» EXERCISE DATA:

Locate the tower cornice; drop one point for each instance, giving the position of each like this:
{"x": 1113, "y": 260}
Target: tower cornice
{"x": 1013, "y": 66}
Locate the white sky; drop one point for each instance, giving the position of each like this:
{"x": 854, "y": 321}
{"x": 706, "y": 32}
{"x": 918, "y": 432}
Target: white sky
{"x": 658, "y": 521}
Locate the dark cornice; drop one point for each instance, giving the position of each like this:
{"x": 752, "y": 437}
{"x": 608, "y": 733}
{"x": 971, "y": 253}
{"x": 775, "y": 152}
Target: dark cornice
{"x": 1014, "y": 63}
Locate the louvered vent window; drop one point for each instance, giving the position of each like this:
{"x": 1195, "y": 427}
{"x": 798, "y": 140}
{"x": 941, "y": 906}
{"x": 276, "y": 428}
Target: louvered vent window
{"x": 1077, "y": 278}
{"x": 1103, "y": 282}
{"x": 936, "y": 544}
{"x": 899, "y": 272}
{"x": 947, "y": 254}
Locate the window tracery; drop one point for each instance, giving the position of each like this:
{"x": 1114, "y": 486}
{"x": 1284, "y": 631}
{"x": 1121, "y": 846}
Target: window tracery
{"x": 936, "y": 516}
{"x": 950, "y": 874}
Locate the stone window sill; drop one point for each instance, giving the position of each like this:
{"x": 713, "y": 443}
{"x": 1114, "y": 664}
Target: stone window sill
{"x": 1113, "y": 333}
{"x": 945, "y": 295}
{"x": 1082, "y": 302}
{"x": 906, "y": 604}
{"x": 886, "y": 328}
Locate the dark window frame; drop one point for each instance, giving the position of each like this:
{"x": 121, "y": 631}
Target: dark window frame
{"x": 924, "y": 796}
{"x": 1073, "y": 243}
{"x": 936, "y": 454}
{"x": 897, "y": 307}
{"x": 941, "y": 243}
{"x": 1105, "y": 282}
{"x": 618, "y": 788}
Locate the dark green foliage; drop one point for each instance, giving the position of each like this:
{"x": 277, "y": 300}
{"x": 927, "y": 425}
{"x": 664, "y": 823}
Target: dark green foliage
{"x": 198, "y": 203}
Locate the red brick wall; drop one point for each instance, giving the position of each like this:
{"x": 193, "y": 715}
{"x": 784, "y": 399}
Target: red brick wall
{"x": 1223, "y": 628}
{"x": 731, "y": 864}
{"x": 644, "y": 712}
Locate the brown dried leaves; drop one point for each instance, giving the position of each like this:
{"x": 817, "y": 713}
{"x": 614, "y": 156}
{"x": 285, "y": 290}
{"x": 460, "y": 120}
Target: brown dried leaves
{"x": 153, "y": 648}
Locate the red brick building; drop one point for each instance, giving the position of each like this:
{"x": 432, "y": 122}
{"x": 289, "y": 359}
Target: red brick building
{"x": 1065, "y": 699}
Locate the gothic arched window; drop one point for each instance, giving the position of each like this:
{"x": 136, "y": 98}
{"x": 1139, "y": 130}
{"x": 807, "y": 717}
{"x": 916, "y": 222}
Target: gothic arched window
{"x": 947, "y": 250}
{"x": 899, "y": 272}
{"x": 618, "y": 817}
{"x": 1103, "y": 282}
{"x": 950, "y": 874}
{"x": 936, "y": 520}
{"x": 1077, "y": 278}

» TASK BRIEF: Which lines run from the one containing "Locate the red brick building;" to the end of the entries above? Quote exactly those, and only those.

» ANSWER TO THE PROBLEM:
Locate the red brick building; drop one point for each instance, giving the position of each like this:
{"x": 432, "y": 122}
{"x": 289, "y": 359}
Target: red brick building
{"x": 1065, "y": 699}
Locate the gothic arched window; drop one point for each instance, giving the position of each like this:
{"x": 136, "y": 98}
{"x": 1139, "y": 130}
{"x": 807, "y": 717}
{"x": 916, "y": 222}
Target: gothic arched window
{"x": 947, "y": 250}
{"x": 899, "y": 272}
{"x": 618, "y": 817}
{"x": 1103, "y": 282}
{"x": 950, "y": 874}
{"x": 936, "y": 520}
{"x": 1077, "y": 278}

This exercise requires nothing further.